[Point labeling data based on photos]
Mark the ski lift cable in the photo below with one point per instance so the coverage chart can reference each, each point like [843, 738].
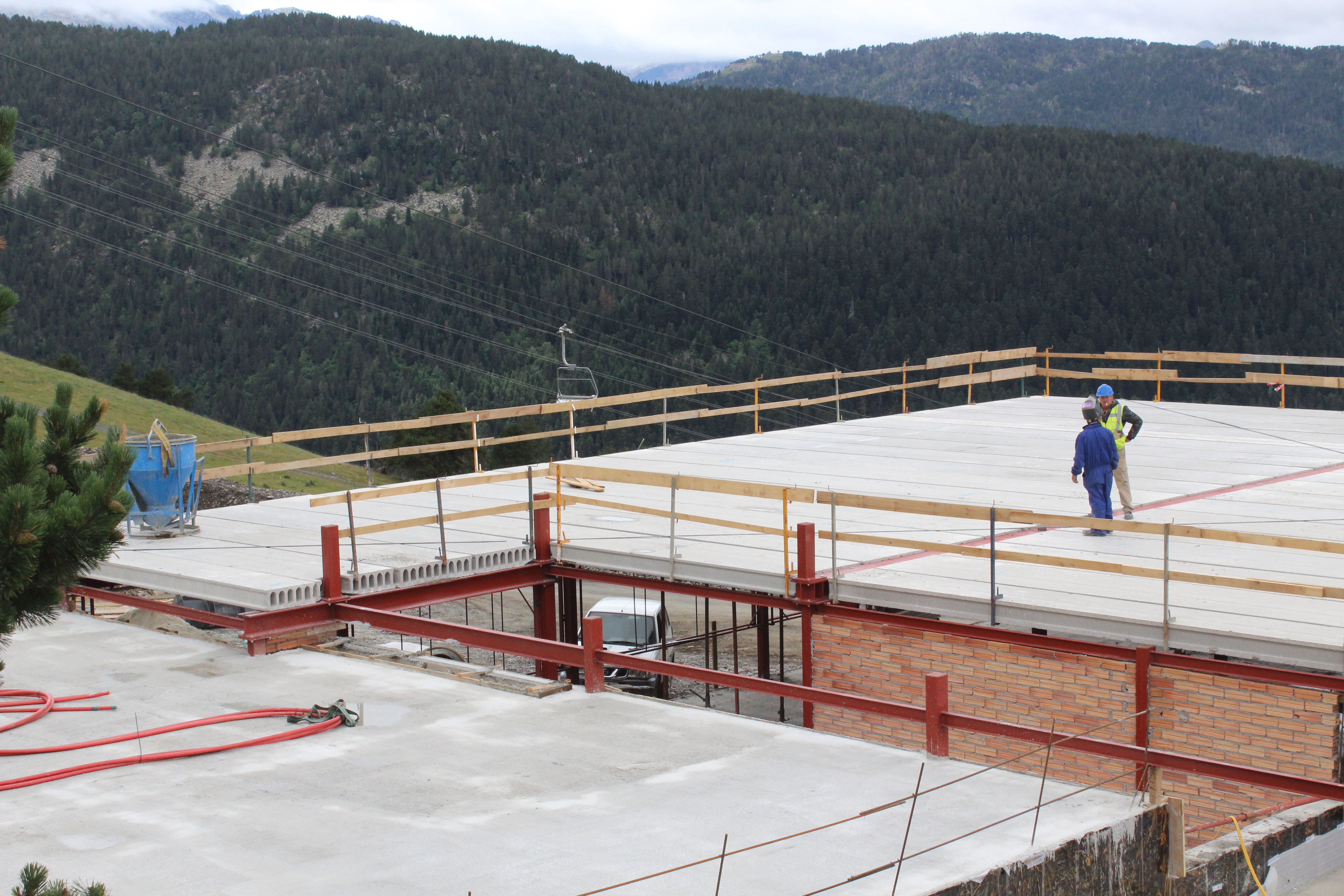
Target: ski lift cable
[405, 207]
[643, 356]
[392, 284]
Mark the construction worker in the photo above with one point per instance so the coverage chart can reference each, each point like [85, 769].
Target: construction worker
[1115, 416]
[1096, 457]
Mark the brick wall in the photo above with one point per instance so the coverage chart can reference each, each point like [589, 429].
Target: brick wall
[1291, 730]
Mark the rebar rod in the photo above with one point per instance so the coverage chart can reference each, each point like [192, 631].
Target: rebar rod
[909, 823]
[1041, 796]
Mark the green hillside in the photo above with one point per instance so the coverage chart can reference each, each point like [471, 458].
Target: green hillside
[1253, 97]
[686, 234]
[36, 383]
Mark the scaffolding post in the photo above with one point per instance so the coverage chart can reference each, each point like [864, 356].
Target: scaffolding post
[994, 585]
[354, 557]
[673, 534]
[1167, 581]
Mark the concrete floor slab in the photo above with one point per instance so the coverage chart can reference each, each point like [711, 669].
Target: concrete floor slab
[452, 788]
[1013, 453]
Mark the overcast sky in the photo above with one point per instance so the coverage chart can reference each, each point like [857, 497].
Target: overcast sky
[631, 33]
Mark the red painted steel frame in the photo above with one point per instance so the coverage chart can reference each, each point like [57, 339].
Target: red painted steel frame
[936, 718]
[673, 587]
[1228, 668]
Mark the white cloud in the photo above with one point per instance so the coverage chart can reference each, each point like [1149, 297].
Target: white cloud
[627, 34]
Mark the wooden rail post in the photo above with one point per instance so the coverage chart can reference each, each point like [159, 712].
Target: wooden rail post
[594, 674]
[936, 704]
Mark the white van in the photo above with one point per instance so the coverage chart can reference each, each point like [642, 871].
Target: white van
[631, 624]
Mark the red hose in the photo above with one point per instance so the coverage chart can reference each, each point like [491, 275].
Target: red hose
[337, 715]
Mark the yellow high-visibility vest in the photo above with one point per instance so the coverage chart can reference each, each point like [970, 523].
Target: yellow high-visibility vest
[1115, 421]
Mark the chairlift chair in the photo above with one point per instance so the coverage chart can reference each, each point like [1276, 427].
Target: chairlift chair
[573, 383]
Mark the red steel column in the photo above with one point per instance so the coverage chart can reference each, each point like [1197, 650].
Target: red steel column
[594, 672]
[331, 563]
[807, 593]
[543, 596]
[936, 704]
[1143, 661]
[807, 661]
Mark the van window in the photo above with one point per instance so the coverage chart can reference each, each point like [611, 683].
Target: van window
[627, 629]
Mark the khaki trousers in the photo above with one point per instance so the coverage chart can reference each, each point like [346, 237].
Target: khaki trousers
[1123, 484]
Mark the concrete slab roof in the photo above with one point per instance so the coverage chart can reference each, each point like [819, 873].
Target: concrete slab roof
[453, 788]
[1217, 467]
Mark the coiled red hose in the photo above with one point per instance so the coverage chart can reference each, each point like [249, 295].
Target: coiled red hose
[44, 703]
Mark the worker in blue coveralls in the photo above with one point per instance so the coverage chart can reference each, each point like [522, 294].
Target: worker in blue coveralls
[1096, 457]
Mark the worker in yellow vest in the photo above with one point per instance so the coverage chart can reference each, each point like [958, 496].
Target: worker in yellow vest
[1115, 416]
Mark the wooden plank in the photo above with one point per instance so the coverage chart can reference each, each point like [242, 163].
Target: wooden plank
[412, 488]
[1293, 359]
[1135, 374]
[1293, 379]
[685, 483]
[1205, 358]
[685, 518]
[1096, 566]
[1072, 375]
[1007, 355]
[1029, 518]
[990, 377]
[373, 528]
[954, 361]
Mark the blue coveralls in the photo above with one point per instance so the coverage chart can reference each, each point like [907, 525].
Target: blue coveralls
[1096, 457]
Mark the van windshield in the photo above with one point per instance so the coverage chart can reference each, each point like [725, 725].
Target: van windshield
[627, 629]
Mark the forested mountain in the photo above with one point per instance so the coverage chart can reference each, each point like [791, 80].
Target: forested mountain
[738, 233]
[1255, 97]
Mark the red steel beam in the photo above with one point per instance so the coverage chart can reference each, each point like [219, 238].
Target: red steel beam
[591, 656]
[983, 633]
[1250, 672]
[675, 587]
[1160, 758]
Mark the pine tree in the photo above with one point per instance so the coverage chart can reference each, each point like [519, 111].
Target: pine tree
[58, 510]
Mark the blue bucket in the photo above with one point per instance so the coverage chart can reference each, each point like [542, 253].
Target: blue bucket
[165, 484]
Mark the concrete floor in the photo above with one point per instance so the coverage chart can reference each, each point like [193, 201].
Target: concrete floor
[1330, 886]
[1013, 453]
[453, 788]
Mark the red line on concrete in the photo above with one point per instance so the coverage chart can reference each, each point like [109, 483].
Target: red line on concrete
[1034, 530]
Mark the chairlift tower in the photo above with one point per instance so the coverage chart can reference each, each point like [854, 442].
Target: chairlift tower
[573, 383]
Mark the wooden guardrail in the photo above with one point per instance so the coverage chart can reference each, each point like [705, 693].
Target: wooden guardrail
[787, 495]
[1042, 367]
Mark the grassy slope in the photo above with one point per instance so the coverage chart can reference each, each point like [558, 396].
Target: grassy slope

#### Written instruction
Put every one of the lines above into a Markdown table with two columns, "Row" for the row number and "Line" for the line itself. Omit blank lines and leave the pictures out.

#### Right answer
| Row | Line |
|---|---|
| 1 | Mark the ski lift cable in the photo below with one point per instance so the coverage chart can reference each, each point like [843, 738]. |
| 2 | Target: ski lift cable |
| 3 | [405, 207] |
| 4 | [643, 356] |
| 5 | [392, 284] |
| 6 | Mark the construction worker in the photo above with one point per instance so the coverage chart can reference each, each point like [85, 769]. |
| 7 | Target: construction worker |
| 8 | [1115, 416] |
| 9 | [1096, 457] |
| 10 | Mark the brick wall in the photo above with one point per instance so the coverage chart can reference each, each point like [589, 429]. |
| 11 | Target: brick wall |
| 12 | [1291, 730] |
| 13 | Mark the rebar rod in the photo above with one point per instance so the coverage chart can reference each, each point like [192, 631]. |
| 14 | Target: rebar rod |
| 15 | [909, 823] |
| 16 | [1041, 796] |
| 17 | Mark the green hillside in the photo above with one point per instance so the coverage chart can reference each, each point like [471, 458]. |
| 18 | Target: green hillside |
| 19 | [1253, 97] |
| 20 | [686, 234] |
| 21 | [36, 383] |
| 22 | Mark the scaffolding post in the photo above with one point per instance so the coverage chart can reference each, each point like [864, 356]. |
| 23 | Target: scaffolding post |
| 24 | [994, 585] |
| 25 | [354, 557] |
| 26 | [673, 534] |
| 27 | [1167, 581] |
| 28 | Mark the concrete floor slab in the photo above with one point per instance so the coverage chart can reference each, each point like [711, 669]. |
| 29 | Target: concrete floor slab |
| 30 | [452, 788] |
| 31 | [1013, 453] |
| 32 | Mark the overcast sky in the photo above with one point per instance so the coverage chart can reference each, each point like [857, 497]. |
| 33 | Target: overcast sky |
| 34 | [631, 33] |
| 35 | Mark the red painted steel frame in the photo above with one point per instance so the coverage chart can reference each, each point like [57, 339]. |
| 36 | Target: red painted steel frame |
| 37 | [936, 718] |
| 38 | [673, 587] |
| 39 | [1228, 668] |
| 40 | Mark the white cloud in the photo above with one point per instance so the coverage chart can reference each, each point like [1149, 297]. |
| 41 | Target: white cloud |
| 42 | [627, 34] |
| 43 | Mark the wooden rail post in the photo above with one point per instance so the coverage chart can reference each, each point like [159, 712]. |
| 44 | Target: wooden rail post |
| 45 | [594, 674] |
| 46 | [936, 704] |
| 47 | Mark the white van in the photo above with one point per instance so the coverage chart can reference each, each point like [642, 871]. |
| 48 | Target: white van |
| 49 | [631, 624] |
| 50 | Mark the red hose in the photo above with one point per instance so the coverage chart can reference each, each point like [491, 275]. |
| 51 | Target: red hose |
| 52 | [337, 715] |
| 53 | Mark the yellow high-visibility vest in the photo above with one point per instance so the coverage chart can reference each, each point like [970, 523]. |
| 54 | Target: yellow high-visibility vest |
| 55 | [1115, 421] |
| 56 | Mark the chairlift chair in the photo above with one point per instance so the coverage chart can reference each, each point like [1276, 427]. |
| 57 | Target: chairlift chair |
| 58 | [573, 383] |
| 59 | Mark the red steel column in the photo above with one point per instance so the coverage chart can reference each, each point like [1197, 650]. |
| 60 | Target: red steel column |
| 61 | [594, 672] |
| 62 | [331, 563] |
| 63 | [807, 593] |
| 64 | [543, 596] |
| 65 | [936, 704] |
| 66 | [1143, 661] |
| 67 | [807, 661] |
| 68 | Mark the van window in the photo above with one point per instance so the coverage chart can reference each, each point like [611, 683]. |
| 69 | Target: van window |
| 70 | [627, 629] |
| 71 | Mark the khaki trousers in the photo above with one point per instance so the coverage chart can reference each, each point like [346, 237]. |
| 72 | Target: khaki trousers |
| 73 | [1123, 484] |
| 74 | Mark the concrete slab roof in the photo above with one point per instance so the coverage chart can reference each, each point like [819, 873]. |
| 75 | Target: concrete slab roof |
| 76 | [453, 788] |
| 77 | [1217, 467] |
| 78 | Mark the coiled red hose in the photo above with one point per instance so the coverage chart can reference each, each point like [249, 295]. |
| 79 | Target: coiled red hose |
| 80 | [44, 703] |
| 81 | Mark the worker in blue coveralls in the photo above with one point per instance so the coverage chart can reference each, each point like [522, 294]. |
| 82 | Target: worker in blue coveralls |
| 83 | [1096, 457] |
| 84 | Mark the worker in yellow vest in the photo above with one point per instance so the coverage chart can reference each, each point like [958, 496]. |
| 85 | Target: worker in yellow vest |
| 86 | [1115, 416] |
| 87 | Mark the wooden plank in the photo above with one point per instance so the coverage chart can reference each, each point like [242, 163]. |
| 88 | Target: wooden plank |
| 89 | [412, 488] |
| 90 | [1293, 359] |
| 91 | [1135, 374] |
| 92 | [1293, 379] |
| 93 | [685, 483] |
| 94 | [1205, 358] |
| 95 | [685, 518] |
| 96 | [1096, 566] |
| 97 | [1072, 375] |
| 98 | [1007, 355] |
| 99 | [1029, 518] |
| 100 | [990, 377] |
| 101 | [373, 528] |
| 102 | [954, 361] |
| 103 | Mark the blue coveralls in the photo above with one point per instance so the coverage chart can reference each, each point like [907, 525]. |
| 104 | Target: blue coveralls |
| 105 | [1096, 457] |
| 106 | Mark the van windshield in the photo above with one point per instance so the coverage chart can reference each, each point like [725, 725]. |
| 107 | Target: van windshield |
| 108 | [627, 629] |
| 109 | Mark the forested mountain in the photo above with one point per instance so the coverage chart can reference each, each point like [791, 80]. |
| 110 | Target: forested mountain |
| 111 | [738, 233] |
| 112 | [1255, 97] |
| 113 | Mark the red steel beam in the photo above with one point per instance so the coverage chart can reference each, each point like [219, 238]. |
| 114 | Target: red steel beam |
| 115 | [591, 656] |
| 116 | [983, 633] |
| 117 | [1250, 672] |
| 118 | [675, 587] |
| 119 | [1160, 758] |
| 120 | Mark the pine tree in the photo above with one point per instance so the coverage chart can reference each, each point like [519, 111]. |
| 121 | Target: pine tree |
| 122 | [58, 510] |
| 123 | Mark the blue bucket in the photo above with one point per instance so the coverage chart can reference each, each point like [542, 253]. |
| 124 | Target: blue bucket |
| 125 | [165, 484] |
| 126 | Mark the concrete floor in the photo above with one point per instance so the coverage chart can reference each, each point like [193, 201]. |
| 127 | Target: concrete floor |
| 128 | [1330, 886] |
| 129 | [1013, 453] |
| 130 | [453, 788] |
| 131 | Mark the red line on concrete in the photo above with one point per instance so the coverage chart can reference each, each point like [109, 483]. |
| 132 | Target: red line on concrete |
| 133 | [1034, 530] |
| 134 | Mark the chairlift tower in the photo above with one point per instance so the coverage chart can reference each, each point like [854, 442]. |
| 135 | Target: chairlift tower |
| 136 | [573, 383] |
| 137 | Mark the wooden guardrail in the photo above with one point per instance so the coverage chart can reference each, each point like [705, 693]. |
| 138 | Target: wooden guardrail |
| 139 | [787, 495] |
| 140 | [1042, 367] |
| 141 | Mark the grassy slope in the photo above with one point per instance so the coverage chart can reference each, each point like [558, 396]. |
| 142 | Target: grassy slope |